» YOUR ASSIGNMENT: Please output every entry below precisely as written.

---- DATA PROVIDED

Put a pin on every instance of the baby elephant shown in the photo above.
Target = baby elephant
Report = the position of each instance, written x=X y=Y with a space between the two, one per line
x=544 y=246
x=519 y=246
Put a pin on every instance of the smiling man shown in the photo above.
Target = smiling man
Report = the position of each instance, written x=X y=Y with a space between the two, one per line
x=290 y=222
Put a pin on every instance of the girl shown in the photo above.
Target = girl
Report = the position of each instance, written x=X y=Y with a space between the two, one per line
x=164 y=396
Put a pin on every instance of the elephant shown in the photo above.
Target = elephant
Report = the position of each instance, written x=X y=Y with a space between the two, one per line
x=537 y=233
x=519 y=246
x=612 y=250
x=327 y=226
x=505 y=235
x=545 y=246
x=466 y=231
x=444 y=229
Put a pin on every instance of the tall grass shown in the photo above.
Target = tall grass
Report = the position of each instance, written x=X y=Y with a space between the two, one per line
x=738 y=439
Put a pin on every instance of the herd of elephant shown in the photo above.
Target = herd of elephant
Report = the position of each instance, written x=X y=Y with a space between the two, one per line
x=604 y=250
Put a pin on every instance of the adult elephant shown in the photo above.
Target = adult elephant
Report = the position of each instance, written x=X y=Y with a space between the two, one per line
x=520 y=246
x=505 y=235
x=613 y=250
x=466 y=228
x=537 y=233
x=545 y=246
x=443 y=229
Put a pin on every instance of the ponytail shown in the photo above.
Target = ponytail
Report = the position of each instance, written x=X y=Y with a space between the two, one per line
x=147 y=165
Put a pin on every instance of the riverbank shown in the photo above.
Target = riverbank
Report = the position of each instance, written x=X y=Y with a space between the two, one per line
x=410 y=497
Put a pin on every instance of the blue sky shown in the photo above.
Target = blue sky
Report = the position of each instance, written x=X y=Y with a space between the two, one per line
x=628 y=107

--------

» TASK RESPONSE:
Put a pin on every instance of the baby elephant shown in the photo above.
Target = baby elephant
Report = the position of each instance, written x=X y=Y with a space between the two, one per line
x=544 y=246
x=519 y=246
Put a pin on every instance of the smiling man shown in the photo above.
Target = smiling man
Report = the position of each instance, written x=X y=Y with a space between the two, one per line
x=290 y=222
Put a pin on every instance of the girl shown in the photo above.
Target = girl
Report = the position of each instance, written x=X y=Y with a space between the two, one per line
x=164 y=396
Put a pin on every instance of the elephant shown in the photo above.
Target = elephant
Report = the position of each instance, written x=X y=Y with a space between the two, one per line
x=537 y=233
x=519 y=246
x=612 y=250
x=327 y=226
x=505 y=235
x=545 y=246
x=466 y=231
x=444 y=229
Put a pin on every instance of the tall grass shown in the photo above.
Target = tall grass
Report = the position of each instance, written x=X y=Y with a space between the two, one per line
x=738 y=439
Put a pin on every instance of the herd of elephant shown in the photo above.
Target = herd of elephant
Report = the position of each instance, written x=X y=Y with a space between the two, one per line
x=604 y=250
Put a pin on every instance of the adult elephant shown in the photo above.
Target = adult elephant
Report = the position of each instance, written x=X y=Y with a space between the two, one per line
x=520 y=246
x=505 y=235
x=613 y=250
x=466 y=228
x=537 y=233
x=545 y=246
x=443 y=229
Put a pin on every instance of the ponytail shown in the photo above.
Target = ponytail
Report = the position of each instance, written x=X y=Y with a space between the two, one per line
x=147 y=165
Put a pin on every instance of the riverbank shown in the photo above.
Target = riverbank
Report = the position of each instance, written x=X y=Y with a space between the two, one per line
x=410 y=497
Put a pin on every instance of the blue sky shown in the photo above.
Target = blue sky
Report = the position of each instance, written x=X y=Y with a space between the two, one per line
x=628 y=107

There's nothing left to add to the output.